Assigned task>
Nothing after the line containing "job: return the mask of every instance of the palm frond" belongs in the answer; write out exactly every line from the start of the material up to it, including it.

Available data>

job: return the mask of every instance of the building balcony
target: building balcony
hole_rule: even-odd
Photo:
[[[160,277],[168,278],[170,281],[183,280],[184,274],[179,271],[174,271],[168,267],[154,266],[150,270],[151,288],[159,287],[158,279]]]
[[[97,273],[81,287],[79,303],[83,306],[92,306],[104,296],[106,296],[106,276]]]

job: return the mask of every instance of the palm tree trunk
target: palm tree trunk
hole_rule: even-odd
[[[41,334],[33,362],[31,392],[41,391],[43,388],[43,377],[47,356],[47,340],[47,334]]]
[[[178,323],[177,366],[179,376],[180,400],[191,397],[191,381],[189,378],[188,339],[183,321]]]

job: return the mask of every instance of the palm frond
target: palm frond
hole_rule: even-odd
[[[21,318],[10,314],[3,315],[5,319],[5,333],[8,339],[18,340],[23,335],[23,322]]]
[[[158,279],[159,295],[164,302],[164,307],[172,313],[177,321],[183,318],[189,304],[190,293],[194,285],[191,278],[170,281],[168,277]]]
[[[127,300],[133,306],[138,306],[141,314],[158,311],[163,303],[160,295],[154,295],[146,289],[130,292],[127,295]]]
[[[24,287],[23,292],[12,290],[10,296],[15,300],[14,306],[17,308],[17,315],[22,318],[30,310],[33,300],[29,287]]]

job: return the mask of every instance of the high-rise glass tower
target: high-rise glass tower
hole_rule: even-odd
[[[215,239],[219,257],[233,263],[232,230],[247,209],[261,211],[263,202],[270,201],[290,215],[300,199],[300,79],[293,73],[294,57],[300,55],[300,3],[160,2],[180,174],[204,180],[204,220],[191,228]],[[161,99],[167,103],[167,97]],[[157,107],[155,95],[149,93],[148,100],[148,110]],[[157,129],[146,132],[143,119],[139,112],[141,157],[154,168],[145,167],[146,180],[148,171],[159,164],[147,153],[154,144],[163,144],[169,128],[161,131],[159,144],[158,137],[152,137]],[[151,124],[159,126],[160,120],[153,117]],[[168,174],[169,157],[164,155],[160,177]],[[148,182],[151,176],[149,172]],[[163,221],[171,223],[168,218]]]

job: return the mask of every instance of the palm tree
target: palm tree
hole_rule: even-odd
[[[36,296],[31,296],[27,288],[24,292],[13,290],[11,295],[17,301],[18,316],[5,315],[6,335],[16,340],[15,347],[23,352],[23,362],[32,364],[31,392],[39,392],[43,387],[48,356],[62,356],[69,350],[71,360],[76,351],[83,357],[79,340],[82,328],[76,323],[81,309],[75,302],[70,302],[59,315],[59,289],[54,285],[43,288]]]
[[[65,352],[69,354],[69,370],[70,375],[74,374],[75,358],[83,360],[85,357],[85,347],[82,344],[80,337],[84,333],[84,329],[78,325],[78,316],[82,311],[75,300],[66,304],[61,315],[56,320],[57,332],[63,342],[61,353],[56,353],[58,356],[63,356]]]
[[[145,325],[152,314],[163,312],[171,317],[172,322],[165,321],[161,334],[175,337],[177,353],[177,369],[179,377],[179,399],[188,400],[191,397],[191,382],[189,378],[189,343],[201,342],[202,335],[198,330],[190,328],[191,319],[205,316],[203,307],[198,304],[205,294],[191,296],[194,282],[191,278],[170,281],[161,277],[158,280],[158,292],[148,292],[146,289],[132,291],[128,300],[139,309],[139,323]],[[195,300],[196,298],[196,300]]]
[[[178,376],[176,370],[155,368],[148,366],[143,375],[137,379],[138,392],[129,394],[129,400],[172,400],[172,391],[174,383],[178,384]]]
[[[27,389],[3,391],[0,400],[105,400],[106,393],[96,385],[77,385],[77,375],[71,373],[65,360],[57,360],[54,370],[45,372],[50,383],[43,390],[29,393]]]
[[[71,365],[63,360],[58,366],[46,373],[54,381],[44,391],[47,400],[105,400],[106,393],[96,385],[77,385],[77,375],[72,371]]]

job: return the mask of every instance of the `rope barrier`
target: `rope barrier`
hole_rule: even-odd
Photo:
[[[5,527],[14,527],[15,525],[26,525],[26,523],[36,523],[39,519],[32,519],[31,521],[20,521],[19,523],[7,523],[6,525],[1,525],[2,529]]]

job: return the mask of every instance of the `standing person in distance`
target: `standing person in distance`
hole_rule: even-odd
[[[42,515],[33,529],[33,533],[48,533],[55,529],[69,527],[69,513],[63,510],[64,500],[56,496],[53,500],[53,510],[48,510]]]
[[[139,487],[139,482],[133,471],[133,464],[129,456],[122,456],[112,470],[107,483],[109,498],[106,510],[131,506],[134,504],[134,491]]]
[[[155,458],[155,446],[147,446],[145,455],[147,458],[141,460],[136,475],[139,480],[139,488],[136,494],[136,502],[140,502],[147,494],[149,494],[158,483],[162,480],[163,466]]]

Task result>
job: return the mask of every instance of the building balcony
target: building balcony
hole_rule: even-odd
Photo:
[[[160,277],[168,278],[170,281],[183,280],[184,274],[179,271],[174,271],[168,267],[154,266],[150,270],[151,288],[159,287],[158,279]]]
[[[97,273],[81,287],[79,303],[83,306],[92,306],[104,296],[106,296],[106,276]]]

job: return the mask of every instance of the palm tree trunk
target: palm tree trunk
hole_rule: even-odd
[[[41,334],[33,362],[31,392],[41,391],[43,388],[43,377],[47,356],[47,340],[47,334]]]
[[[178,323],[177,366],[179,376],[180,400],[191,397],[191,381],[189,378],[188,339],[183,321]]]

job: return the mask of every instance of the palm frond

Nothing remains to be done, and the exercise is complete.